● **Work instructions**
An exact transcription of each entry below is required, without any pictures.

● **Data for this task**
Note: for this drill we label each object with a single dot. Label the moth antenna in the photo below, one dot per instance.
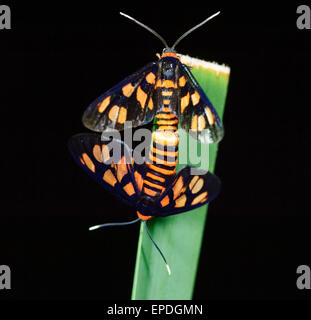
(146, 27)
(112, 224)
(162, 255)
(194, 28)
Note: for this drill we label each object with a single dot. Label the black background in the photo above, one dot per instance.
(55, 60)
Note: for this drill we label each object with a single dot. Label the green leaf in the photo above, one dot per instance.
(180, 236)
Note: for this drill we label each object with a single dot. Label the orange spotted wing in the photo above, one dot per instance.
(95, 157)
(130, 100)
(196, 112)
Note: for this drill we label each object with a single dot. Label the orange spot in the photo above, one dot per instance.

● **Result of the task**
Note: for this drill we label each object with a single dot. Label the moth antenna in the photo below, one dot per instance.
(146, 27)
(112, 224)
(162, 255)
(194, 28)
Note: for this drill we label each object with a single dot. Label the black background in the photo above, one dot per instance.
(55, 60)
Note: for this drill we label each object with a single dot. Label the green leaf in the photo above, one dot per instance.
(180, 236)
Note: for this drill we label each object with a single dot. Label the orange spotted wing in the photo above, one dot per instance.
(95, 157)
(130, 100)
(196, 112)
Note: for this drill we label each object with a single dot. Label the orange spot in the photo above, one dot per instance.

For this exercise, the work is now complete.